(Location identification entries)

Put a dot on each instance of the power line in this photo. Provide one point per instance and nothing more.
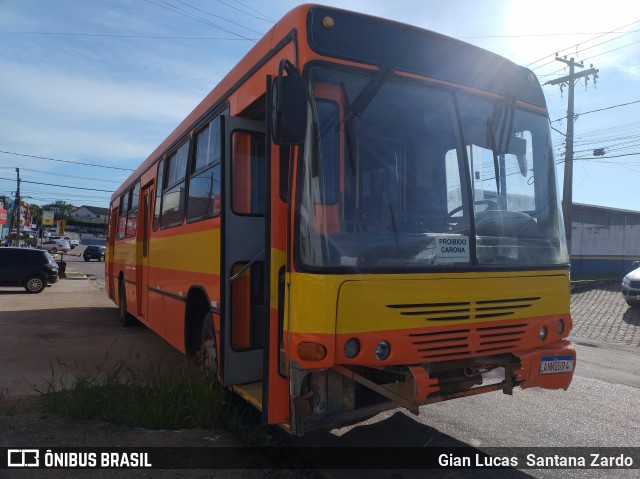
(600, 109)
(65, 161)
(259, 13)
(63, 175)
(587, 41)
(151, 37)
(218, 16)
(60, 186)
(180, 11)
(593, 46)
(263, 17)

> [Request]: Quote every line of the entries above word for word, omitting the pictures.

> [Task solution]:
Put a dot on each instance of the power line in this photo. Provide one point per instance and nothing more.
(600, 109)
(65, 161)
(259, 13)
(63, 175)
(587, 41)
(151, 37)
(218, 16)
(60, 186)
(180, 11)
(593, 46)
(263, 17)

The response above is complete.